***** Record set
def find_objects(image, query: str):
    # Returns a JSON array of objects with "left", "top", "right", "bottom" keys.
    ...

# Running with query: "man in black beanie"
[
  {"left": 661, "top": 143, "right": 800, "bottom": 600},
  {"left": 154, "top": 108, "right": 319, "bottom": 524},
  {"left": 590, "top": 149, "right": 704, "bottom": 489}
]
**********
_What to produce_
A verbatim transcription of all the entries above is required.

_Response to this exercise_
def find_objects(image, query: str):
    # Returns a JSON array of objects with "left", "top", "right", "bottom" keys.
    ...

# Running with query: "man in black beanie"
[
  {"left": 661, "top": 143, "right": 800, "bottom": 600},
  {"left": 154, "top": 108, "right": 319, "bottom": 524},
  {"left": 590, "top": 149, "right": 704, "bottom": 489}
]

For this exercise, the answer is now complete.